** BEGIN MATERIAL FOR THIS TASK **
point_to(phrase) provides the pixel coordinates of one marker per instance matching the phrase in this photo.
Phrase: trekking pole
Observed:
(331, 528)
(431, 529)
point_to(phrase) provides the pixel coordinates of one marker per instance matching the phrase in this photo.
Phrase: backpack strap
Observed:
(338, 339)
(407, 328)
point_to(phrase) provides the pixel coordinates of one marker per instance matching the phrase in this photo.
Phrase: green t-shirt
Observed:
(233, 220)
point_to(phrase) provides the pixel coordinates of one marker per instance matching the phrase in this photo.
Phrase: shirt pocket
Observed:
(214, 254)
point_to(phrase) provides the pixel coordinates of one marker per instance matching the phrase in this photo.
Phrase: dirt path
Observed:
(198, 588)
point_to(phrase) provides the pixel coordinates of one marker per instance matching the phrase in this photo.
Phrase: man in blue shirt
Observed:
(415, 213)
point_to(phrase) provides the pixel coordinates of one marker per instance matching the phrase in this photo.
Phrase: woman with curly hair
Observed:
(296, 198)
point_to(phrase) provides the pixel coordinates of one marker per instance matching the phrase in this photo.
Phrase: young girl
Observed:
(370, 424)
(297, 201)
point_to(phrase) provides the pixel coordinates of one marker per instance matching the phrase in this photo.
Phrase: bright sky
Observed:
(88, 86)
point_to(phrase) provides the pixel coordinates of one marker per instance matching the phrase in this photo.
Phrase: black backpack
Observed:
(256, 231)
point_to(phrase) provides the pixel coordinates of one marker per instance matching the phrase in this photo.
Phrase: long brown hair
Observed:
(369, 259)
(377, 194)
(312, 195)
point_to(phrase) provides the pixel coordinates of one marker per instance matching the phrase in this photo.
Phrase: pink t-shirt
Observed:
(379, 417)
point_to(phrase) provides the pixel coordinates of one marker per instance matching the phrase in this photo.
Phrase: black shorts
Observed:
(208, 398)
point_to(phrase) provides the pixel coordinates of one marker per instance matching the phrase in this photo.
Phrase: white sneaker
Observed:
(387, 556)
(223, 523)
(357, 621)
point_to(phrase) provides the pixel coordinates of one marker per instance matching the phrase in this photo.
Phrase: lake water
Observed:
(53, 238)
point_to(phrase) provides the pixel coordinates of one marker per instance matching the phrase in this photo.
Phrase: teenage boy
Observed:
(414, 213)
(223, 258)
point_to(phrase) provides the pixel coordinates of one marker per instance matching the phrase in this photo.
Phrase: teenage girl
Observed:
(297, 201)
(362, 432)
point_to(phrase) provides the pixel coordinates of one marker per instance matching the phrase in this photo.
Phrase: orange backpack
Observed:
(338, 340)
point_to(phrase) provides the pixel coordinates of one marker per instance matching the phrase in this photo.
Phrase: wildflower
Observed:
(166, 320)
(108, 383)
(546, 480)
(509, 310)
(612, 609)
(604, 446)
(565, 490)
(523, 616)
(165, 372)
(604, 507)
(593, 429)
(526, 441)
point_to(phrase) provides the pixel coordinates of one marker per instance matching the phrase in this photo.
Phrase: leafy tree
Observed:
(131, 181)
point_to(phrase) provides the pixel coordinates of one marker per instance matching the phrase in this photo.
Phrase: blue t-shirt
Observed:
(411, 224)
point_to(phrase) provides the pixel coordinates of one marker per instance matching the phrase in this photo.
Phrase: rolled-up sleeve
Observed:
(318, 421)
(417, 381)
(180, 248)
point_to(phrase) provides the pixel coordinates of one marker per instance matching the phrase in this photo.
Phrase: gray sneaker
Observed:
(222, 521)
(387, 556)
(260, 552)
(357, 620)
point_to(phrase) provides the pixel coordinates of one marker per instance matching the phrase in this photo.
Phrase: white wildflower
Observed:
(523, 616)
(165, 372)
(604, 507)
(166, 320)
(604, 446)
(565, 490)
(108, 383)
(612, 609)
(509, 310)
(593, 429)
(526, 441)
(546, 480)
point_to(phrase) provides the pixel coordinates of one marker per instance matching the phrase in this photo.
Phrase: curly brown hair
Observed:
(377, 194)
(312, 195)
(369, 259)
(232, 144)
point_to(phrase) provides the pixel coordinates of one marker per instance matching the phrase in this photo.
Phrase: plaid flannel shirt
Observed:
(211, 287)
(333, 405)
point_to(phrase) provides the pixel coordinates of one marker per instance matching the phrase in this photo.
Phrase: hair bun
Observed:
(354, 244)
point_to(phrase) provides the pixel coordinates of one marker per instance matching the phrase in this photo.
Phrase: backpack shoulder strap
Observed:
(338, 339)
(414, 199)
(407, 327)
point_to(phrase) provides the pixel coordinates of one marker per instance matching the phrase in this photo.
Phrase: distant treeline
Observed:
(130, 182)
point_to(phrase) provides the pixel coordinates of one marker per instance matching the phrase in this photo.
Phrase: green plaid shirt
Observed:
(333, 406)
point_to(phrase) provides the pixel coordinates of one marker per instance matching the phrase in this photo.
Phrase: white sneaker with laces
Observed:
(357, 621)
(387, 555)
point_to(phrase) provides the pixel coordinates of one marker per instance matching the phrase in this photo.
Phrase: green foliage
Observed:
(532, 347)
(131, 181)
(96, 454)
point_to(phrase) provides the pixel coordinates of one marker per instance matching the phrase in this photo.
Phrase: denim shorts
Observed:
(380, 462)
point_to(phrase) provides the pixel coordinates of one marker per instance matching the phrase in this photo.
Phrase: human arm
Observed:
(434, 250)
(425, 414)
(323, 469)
** END MATERIAL FOR THIS TASK **
** BEGIN MATERIAL FOR THIS TASK **
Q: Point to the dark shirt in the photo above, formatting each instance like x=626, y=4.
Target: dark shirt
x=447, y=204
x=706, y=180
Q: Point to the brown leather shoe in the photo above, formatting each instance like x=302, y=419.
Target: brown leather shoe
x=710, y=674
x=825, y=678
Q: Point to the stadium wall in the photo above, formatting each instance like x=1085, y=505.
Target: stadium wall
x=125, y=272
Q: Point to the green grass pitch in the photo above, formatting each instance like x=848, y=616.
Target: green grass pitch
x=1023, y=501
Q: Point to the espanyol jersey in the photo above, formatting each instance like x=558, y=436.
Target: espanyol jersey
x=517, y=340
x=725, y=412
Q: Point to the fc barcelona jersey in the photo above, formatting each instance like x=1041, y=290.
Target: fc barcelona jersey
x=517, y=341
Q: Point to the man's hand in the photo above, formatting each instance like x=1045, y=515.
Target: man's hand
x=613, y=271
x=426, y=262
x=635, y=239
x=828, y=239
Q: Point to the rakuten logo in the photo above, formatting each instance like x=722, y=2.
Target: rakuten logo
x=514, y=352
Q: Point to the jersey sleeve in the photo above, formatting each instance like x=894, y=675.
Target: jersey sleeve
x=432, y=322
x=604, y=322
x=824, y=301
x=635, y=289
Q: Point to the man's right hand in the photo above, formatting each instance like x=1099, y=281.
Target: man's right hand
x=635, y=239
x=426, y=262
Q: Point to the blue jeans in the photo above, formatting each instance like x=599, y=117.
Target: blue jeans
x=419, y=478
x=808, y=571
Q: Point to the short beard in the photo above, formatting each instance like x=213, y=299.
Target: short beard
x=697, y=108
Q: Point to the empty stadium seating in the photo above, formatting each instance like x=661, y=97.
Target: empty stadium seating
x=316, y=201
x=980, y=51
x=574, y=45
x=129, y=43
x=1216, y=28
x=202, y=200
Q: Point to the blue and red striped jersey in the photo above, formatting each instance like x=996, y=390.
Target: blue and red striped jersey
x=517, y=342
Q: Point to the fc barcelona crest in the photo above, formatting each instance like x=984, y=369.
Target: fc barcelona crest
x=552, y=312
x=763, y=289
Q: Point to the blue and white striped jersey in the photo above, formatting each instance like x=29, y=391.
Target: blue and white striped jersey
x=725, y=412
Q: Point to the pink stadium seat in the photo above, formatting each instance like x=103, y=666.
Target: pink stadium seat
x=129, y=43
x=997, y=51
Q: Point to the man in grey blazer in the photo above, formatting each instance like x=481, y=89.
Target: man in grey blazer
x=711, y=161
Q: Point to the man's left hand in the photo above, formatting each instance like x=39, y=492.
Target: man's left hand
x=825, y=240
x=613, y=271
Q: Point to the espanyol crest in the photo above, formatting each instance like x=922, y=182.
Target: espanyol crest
** END MATERIAL FOR THIS TASK **
**OBJECTIVE:** Can you format the lines from the one containing "Q: Point to the fc barcelona jersey" through the one containing "x=697, y=108", both included, as a JSON list of strings with one string per line and blank lines omitted?

**ANSWER FOR THE TASK:**
[
  "Q: Point to the fc barcelona jersey in the photo above, formatting each instance like x=1041, y=290.",
  "Target: fc barcelona jersey",
  "x=517, y=341",
  "Q: Point to the man's hand in the photo above, formatting each instance like x=1045, y=515.",
  "Target: man's hand",
  "x=613, y=271",
  "x=426, y=262",
  "x=635, y=239",
  "x=828, y=239",
  "Q: Point to the rakuten logo in the photo above, formatting each instance like x=722, y=2.",
  "Target: rakuten logo",
  "x=514, y=352",
  "Q: Point to the jersey sleeve in the photo above, formatting each instance like x=894, y=675.",
  "Target: jersey sleeve",
  "x=432, y=322",
  "x=604, y=322",
  "x=824, y=301",
  "x=635, y=289",
  "Q: Point to the man's right hand in the photo above, formatting each instance like x=1099, y=281.",
  "Target: man's right hand",
  "x=635, y=239",
  "x=426, y=262",
  "Q: Point to the blue jeans in the photo above, formatting each instance like x=599, y=117.",
  "Target: blue jeans",
  "x=419, y=478",
  "x=808, y=571",
  "Q: Point to the short beard in the photo above, formatting each instance like x=213, y=299.",
  "Target: short beard",
  "x=697, y=108"
]